**About this task:** Line filter on the word "below": copy each matching line from the entries.

[Image point grounding data]
==========
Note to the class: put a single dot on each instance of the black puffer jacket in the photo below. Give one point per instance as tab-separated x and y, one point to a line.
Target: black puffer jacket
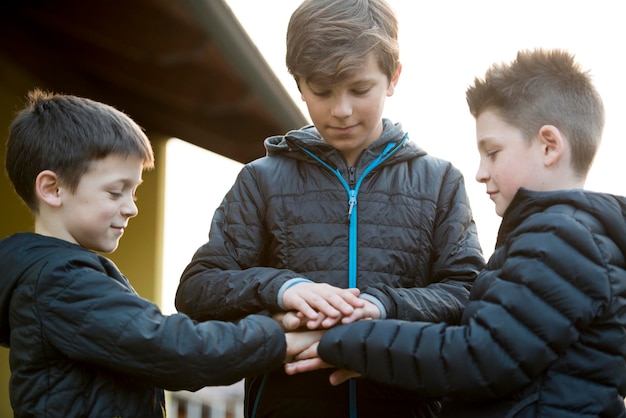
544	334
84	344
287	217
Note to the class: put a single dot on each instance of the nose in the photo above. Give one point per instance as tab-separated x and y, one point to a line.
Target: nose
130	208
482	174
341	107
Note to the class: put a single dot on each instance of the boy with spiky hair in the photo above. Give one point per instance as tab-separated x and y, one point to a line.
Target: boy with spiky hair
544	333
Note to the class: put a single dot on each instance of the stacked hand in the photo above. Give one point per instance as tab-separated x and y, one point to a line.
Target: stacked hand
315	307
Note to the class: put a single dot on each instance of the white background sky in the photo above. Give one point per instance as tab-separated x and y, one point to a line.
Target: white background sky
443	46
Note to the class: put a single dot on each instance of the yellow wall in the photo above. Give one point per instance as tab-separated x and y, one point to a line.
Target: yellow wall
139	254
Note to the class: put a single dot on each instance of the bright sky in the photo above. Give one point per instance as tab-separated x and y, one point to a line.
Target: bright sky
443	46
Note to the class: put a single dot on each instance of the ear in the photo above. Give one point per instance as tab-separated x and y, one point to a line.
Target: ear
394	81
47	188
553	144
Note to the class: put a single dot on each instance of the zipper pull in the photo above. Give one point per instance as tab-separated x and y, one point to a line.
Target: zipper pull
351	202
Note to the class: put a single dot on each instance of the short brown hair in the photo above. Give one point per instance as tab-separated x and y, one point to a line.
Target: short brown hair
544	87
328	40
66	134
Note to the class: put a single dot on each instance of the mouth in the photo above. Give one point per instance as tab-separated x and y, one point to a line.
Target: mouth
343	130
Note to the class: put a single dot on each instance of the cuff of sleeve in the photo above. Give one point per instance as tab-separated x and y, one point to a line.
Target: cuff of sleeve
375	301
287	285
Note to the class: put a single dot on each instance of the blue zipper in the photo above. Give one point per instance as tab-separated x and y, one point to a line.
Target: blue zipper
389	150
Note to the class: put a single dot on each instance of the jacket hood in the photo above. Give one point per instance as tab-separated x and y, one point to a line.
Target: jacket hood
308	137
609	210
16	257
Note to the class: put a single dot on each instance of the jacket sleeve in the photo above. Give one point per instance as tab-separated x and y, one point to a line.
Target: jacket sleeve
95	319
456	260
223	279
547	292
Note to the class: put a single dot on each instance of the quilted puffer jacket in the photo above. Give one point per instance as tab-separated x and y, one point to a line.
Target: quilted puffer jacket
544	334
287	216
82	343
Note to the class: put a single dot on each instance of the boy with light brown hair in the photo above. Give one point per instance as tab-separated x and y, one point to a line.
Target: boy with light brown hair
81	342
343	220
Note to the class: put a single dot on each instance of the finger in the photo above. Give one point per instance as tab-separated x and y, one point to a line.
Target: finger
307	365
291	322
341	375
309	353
==========
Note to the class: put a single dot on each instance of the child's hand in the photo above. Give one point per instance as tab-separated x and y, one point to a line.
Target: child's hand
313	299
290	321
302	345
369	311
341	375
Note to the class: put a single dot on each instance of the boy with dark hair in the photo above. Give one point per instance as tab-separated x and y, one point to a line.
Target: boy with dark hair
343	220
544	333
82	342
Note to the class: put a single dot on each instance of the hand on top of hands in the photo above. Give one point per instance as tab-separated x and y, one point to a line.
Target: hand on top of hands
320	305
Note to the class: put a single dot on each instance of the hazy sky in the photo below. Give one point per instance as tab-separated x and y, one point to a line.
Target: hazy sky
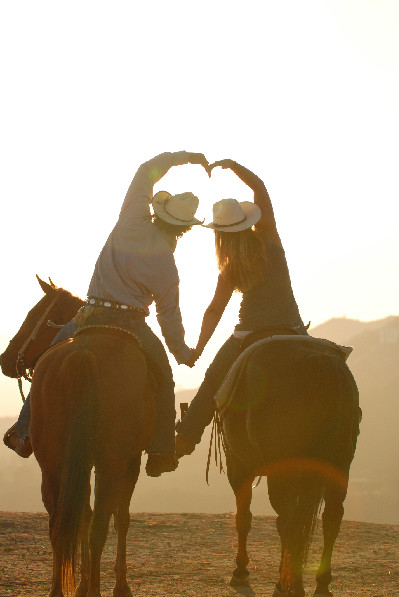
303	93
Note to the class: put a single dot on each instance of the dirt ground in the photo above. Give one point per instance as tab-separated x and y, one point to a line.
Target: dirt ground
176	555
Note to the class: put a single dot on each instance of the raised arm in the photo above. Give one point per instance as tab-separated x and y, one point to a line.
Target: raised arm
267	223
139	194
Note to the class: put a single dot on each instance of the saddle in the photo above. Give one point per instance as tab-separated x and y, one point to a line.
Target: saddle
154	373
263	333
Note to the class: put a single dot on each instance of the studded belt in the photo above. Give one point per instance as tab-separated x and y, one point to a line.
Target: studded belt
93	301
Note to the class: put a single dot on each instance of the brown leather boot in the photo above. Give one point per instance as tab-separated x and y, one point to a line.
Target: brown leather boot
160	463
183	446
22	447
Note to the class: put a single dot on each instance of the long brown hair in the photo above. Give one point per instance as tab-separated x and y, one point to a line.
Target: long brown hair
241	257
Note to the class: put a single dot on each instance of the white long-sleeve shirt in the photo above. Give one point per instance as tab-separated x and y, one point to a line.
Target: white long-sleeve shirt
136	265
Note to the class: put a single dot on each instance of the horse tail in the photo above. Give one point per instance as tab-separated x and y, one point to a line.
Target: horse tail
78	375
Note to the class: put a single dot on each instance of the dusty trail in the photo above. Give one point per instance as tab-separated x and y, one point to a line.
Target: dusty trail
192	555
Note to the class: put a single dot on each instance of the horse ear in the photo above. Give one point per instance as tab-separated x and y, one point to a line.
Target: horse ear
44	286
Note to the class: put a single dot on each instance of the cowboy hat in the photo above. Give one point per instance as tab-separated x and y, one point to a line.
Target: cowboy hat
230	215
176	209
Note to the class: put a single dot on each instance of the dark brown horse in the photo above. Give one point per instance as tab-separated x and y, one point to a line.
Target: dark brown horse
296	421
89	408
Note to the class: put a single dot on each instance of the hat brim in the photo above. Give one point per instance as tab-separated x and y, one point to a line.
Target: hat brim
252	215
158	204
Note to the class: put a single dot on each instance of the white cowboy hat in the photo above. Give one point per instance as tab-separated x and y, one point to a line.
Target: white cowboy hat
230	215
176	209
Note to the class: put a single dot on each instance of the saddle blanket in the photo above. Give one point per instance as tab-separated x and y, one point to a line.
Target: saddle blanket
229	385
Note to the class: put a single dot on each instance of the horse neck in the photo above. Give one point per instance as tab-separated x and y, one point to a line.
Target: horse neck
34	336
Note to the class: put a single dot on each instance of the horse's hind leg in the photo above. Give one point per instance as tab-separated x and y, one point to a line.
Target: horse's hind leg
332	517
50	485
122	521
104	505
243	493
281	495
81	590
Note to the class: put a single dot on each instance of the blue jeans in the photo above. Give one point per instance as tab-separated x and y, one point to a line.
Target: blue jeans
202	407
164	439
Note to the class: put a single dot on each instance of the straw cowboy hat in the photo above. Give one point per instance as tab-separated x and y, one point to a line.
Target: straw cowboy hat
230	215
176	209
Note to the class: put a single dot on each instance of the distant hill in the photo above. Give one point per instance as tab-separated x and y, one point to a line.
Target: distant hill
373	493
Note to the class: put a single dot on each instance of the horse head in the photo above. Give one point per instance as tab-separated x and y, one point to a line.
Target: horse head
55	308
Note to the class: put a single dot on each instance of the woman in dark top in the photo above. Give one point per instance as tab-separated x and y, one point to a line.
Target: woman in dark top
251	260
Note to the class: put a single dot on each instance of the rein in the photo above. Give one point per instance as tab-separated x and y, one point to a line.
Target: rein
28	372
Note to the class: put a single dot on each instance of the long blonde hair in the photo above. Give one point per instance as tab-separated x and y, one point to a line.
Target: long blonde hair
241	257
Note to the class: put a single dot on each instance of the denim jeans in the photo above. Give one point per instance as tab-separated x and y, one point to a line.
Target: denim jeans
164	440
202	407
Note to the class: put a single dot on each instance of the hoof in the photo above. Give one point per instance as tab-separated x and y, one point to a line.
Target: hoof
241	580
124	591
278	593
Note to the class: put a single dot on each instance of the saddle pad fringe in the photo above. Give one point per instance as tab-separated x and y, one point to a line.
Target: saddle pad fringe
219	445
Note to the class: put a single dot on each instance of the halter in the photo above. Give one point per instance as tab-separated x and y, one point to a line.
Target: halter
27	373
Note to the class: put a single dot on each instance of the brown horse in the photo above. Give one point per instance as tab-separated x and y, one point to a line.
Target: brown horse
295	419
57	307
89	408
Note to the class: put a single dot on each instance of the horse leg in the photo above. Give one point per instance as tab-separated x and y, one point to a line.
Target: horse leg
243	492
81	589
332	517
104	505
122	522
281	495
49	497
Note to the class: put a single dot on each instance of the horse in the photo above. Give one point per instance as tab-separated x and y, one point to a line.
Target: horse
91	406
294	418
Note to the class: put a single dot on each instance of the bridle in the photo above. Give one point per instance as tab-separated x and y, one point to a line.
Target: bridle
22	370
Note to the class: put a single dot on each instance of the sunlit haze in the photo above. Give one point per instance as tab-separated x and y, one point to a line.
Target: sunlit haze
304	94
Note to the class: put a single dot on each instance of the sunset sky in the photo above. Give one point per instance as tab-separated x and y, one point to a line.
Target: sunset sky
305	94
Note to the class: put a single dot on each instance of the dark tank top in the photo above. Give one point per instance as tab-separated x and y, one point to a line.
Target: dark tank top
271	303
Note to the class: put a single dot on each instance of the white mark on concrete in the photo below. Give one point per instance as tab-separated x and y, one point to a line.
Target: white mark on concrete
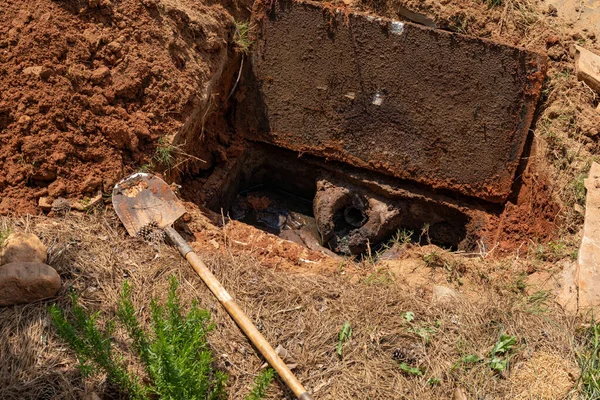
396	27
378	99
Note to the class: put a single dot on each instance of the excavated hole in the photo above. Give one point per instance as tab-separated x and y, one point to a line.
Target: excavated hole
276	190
==========
**Response to this exercise:**
Note to the class: put a single dot on each instance of the black puffer jacket in the photo below. Give one point per instance as tab-separated x and y, one point to a line.
Note to the class: put a single dot on each instance of the hazy sky in the photo below. Give one point per instance as tab-separated x and y, one point to a line.
Note to the class: put a single dot on each instance of the white mark on concrete in the photo below. Give one point per instance as tab-separated x and y, one point to a line.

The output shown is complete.